GOAL OF THE EXERCISE ->
Across the entries below, work out how many lines contain "boot". Respond with the number and no other text.

Dataset records ->
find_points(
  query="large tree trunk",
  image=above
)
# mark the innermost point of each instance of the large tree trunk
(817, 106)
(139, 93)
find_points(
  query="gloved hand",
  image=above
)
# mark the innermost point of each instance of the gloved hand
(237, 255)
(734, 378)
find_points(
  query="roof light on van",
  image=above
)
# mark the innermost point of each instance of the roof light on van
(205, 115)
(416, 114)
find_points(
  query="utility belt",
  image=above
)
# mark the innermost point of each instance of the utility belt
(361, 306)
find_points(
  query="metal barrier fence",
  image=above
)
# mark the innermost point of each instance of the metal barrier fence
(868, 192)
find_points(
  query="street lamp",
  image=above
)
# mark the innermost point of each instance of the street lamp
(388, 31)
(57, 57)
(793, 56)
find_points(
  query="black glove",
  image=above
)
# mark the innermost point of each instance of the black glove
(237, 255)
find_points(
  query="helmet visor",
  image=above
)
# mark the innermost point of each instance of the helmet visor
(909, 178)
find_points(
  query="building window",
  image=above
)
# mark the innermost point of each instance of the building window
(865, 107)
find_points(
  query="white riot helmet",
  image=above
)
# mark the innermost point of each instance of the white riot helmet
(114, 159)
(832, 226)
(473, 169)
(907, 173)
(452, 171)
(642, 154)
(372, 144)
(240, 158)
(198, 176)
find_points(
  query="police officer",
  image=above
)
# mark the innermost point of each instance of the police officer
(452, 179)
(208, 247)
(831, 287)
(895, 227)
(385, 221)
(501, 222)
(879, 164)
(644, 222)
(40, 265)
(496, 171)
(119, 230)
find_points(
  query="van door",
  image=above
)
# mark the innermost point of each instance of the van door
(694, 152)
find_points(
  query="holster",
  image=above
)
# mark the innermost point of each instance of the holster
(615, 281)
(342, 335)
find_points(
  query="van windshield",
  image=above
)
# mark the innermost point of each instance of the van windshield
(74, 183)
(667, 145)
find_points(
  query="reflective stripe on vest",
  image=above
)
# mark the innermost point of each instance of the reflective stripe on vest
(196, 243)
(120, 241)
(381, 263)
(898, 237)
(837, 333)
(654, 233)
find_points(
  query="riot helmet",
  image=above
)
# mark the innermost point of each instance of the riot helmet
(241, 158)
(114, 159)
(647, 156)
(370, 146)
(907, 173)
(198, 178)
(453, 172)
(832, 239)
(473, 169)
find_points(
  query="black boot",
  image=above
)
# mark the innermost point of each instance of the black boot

WRITTEN SOLUTION ->
2